Task goal – What follows are records. Restate all of them word for word.

>> START Dataset

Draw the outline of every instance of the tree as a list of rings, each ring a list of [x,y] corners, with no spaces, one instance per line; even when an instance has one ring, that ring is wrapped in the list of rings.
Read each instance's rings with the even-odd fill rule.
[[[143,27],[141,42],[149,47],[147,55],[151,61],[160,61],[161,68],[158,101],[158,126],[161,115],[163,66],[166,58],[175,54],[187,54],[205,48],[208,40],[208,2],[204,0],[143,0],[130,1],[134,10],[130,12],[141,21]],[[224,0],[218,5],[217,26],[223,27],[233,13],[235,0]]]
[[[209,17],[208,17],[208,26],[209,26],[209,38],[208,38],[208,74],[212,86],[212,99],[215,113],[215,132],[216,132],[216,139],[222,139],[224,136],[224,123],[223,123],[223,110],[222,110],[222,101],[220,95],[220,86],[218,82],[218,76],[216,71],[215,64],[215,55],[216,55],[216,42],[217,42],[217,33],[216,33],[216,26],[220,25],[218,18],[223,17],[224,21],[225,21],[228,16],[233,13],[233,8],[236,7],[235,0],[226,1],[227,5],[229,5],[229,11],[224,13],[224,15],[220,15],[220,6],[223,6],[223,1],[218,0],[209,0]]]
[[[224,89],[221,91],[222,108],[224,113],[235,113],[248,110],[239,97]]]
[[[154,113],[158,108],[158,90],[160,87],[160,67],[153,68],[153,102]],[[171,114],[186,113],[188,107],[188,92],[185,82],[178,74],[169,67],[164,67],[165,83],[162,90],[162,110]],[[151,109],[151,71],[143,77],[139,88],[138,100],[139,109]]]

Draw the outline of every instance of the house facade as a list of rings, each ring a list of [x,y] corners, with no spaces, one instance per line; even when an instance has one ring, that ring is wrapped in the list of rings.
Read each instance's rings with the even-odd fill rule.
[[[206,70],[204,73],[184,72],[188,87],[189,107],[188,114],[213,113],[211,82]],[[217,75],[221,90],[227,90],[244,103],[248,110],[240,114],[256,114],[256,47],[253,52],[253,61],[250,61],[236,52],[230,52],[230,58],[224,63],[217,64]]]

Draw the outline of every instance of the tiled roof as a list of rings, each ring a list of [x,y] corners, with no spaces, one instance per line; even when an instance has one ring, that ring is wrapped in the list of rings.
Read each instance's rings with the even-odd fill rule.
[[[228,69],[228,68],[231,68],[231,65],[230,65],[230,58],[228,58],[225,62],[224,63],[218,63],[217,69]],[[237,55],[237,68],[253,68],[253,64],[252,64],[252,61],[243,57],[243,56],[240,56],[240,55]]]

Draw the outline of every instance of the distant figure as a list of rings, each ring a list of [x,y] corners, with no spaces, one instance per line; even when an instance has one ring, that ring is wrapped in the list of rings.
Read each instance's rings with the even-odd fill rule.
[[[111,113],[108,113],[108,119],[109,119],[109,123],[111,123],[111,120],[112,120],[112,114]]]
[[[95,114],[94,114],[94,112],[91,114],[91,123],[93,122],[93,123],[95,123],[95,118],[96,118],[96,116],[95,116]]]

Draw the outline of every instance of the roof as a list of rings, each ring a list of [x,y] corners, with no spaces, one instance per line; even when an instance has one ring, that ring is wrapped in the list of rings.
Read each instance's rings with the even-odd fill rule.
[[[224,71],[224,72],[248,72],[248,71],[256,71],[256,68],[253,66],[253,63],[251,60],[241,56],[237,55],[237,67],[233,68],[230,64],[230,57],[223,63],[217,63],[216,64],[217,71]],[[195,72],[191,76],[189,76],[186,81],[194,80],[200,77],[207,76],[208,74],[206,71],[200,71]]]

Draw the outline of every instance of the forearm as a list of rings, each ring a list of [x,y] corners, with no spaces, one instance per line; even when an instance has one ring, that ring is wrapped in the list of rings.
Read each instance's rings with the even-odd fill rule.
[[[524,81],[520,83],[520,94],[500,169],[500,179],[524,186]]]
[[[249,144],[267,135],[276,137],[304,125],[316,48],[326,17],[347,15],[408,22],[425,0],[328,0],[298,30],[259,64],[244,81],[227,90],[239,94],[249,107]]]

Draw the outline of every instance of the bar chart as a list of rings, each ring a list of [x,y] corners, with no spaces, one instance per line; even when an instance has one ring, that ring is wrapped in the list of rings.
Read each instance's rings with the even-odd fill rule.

>> END Dataset

Answer for this exercise –
Draw the outline of every instance of the tree as a list of rings, each ring a list of [x,y] corners, with no spaces, one instance per line; even when an instance has one ring, that ring is wrapped in the list of rings.
Read each instance's rings with the even-odd fill rule.
[[[143,27],[141,42],[149,47],[147,55],[151,61],[160,61],[161,68],[158,101],[158,126],[161,115],[163,66],[166,58],[175,54],[187,54],[205,48],[208,40],[208,2],[204,0],[143,0],[130,1],[134,10],[130,12],[141,21]],[[224,0],[218,5],[217,26],[223,27],[233,13],[235,0]]]
[[[209,17],[208,17],[208,26],[209,26],[209,38],[208,38],[208,74],[212,86],[212,99],[215,113],[215,132],[216,132],[216,139],[222,139],[224,136],[224,123],[223,123],[223,110],[222,110],[222,101],[220,95],[220,86],[218,82],[218,76],[216,71],[215,64],[215,55],[216,55],[216,42],[217,42],[217,33],[216,33],[216,26],[220,25],[218,18],[223,17],[224,21],[225,21],[228,16],[233,13],[233,8],[236,7],[235,0],[226,1],[227,5],[229,5],[229,11],[224,13],[224,15],[220,15],[220,6],[223,6],[223,1],[218,0],[209,0]]]
[[[224,89],[221,91],[222,108],[224,113],[235,113],[248,110],[239,97]]]
[[[154,113],[158,108],[158,90],[160,87],[160,67],[153,68],[153,102]],[[171,114],[186,113],[188,107],[188,92],[185,82],[178,74],[169,67],[164,67],[165,83],[162,90],[162,110]],[[151,109],[151,71],[143,77],[139,88],[138,100],[139,109]]]

Draw the outline of every instance of the house facade as a list of rings, each ring a list of [x,y] corners, with no spaces, one instance per line; even when an instance has one ring, that ring is wrapped in the list of rings.
Read each instance's rings with the even-odd fill rule.
[[[206,70],[204,73],[184,72],[188,87],[189,107],[188,114],[213,113],[211,82]],[[217,75],[221,90],[227,90],[244,103],[248,110],[240,114],[256,114],[256,47],[253,52],[253,61],[250,61],[236,52],[230,52],[230,58],[224,63],[217,64]]]

Draw the outline of every instance of the tiled roof as a list of rings, each ring a list of [x,y] corners, with no spaces, one instance per line; even when an instance has one ring, that ring is wrapped in the list of rings.
Read each instance's rings with the even-odd fill rule.
[[[228,69],[228,68],[231,68],[231,65],[230,65],[230,58],[228,58],[225,62],[224,63],[218,63],[217,69]],[[237,55],[237,68],[253,68],[253,64],[252,64],[252,61],[243,57],[243,56],[240,56],[240,55]]]

Draw the outline of every instance of the distant figure as a list of rings, each ring a list of [x,y] corners, with no spaces, one instance per line; even when an instance has one ring, that ring is wrapped in the list of rings.
Read each instance's rings with the even-odd fill rule.
[[[111,113],[108,113],[108,119],[109,119],[109,123],[111,123],[111,120],[112,120],[112,114]]]
[[[95,114],[94,114],[94,112],[91,114],[91,123],[93,122],[93,123],[95,123],[95,118],[96,118],[96,116],[95,116]]]

Draw the outline of every instance of the roof as a list of rings, each ring a list of [x,y] corners, with no spaces, one instance per line; even when an instance has one ring, that ring is wrapped in the list of rings.
Read each instance's rings with the even-odd fill rule.
[[[224,71],[224,72],[248,72],[248,71],[256,71],[256,68],[253,66],[253,63],[251,60],[241,56],[237,55],[237,67],[233,68],[230,64],[230,57],[223,63],[217,63],[216,64],[217,71]],[[195,72],[191,76],[189,76],[186,81],[194,80],[200,77],[207,76],[208,74],[206,71],[200,71]]]

Draw the outline of every instance of the forearm as a list of rings, each ring a list of [x,y] corners, with no spaces, one instance per line; even when an instance has one ring, that ring is wrapped in the list of rings.
Read each instance's rings with the even-odd fill rule.
[[[524,81],[520,83],[520,94],[500,169],[500,179],[524,186]]]
[[[249,144],[267,135],[276,137],[304,125],[316,48],[326,17],[347,15],[408,22],[425,0],[328,0],[298,30],[259,64],[244,81],[227,90],[239,94],[249,107]]]

Draw the outline of every instance of the bar chart as a list of rings, each ring a list of [x,y] corners, with no spaces, one instance per line; even when an instance has one ring, that ring is wrapped in the list of rings.
Read each instance's rings with the even-odd fill rule.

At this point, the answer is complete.